* GIVEN TEXT:
A request to alter the amount of Compensation deferred shall be
submitted by a Participant in writing to the Company prior to
January 1 of the year that such modification is requested and
shall detail the reasons for the modification.  If a modification
of the deferral amount is granted by the Company, the
modification shall be effective for all future years of
participation; and all benefits under the Plan shall be adjusted
to reflect the new deferred amount and also to reflect any costs
incurred by the Company to effect the adjusted benefits payable
to the Participant.

          4.4  Prior Deferrals.  A Participant may transfer to
this Plan any account balance that he or she may have, as of
December 31, 1983, under the Boise Cascade Corporation Directors'
Deferred Compensation Policy, adopted December 16, 1971.  The
election to transfer must be made prior to December 31, 1983.

      5.  Payment of Deferred Amounts.

          5.1  Participant Account.  The Company shall maintain
for each Participant an account by accumulating his Compensation
deferred and, each month, the account shall be updated with a
monthly rate of interest equal to Moody's plus 4%.

* RECORDED DATA:
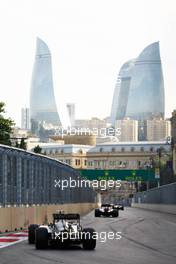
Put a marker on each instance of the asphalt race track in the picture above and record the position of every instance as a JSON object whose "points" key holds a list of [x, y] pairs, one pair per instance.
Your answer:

* REQUEST 1: Summarize the deferred compensation text in two sentences.
* REQUEST 2: Reproduce the deferred compensation text word for word between "A request to" and "to the Participant.", inclusive.

* REPLY 1: A Participant who wants to change the amount of Compensation deferred must submit a written request, with reasons, to the Company before January 1 of the year of the change. A granted change applies to all future years of participation, with benefits adjusted for the new amount and the Company's costs; the text also lets a Participant transfer a balance held under the Boise Cascade Corporation Directors' Deferred Compensation Policy as of December 31, 1983, and requires the Company to keep an account for each Participant that is updated monthly with interest equal to Moody's plus 4%.

* REPLY 2:
A request to alter the amount of Compensation deferred shall be
submitted by a Participant in writing to the Company prior to
January 1 of the year that such modification is requested and
shall detail the reasons for the modification.  If a modification
of the deferral amount is granted by the Company, the
modification shall be effective for all future years of
participation; and all benefits under the Plan shall be adjusted
to reflect the new deferred amount and also to reflect any costs
incurred by the Company to effect the adjusted benefits payable
to the Participant.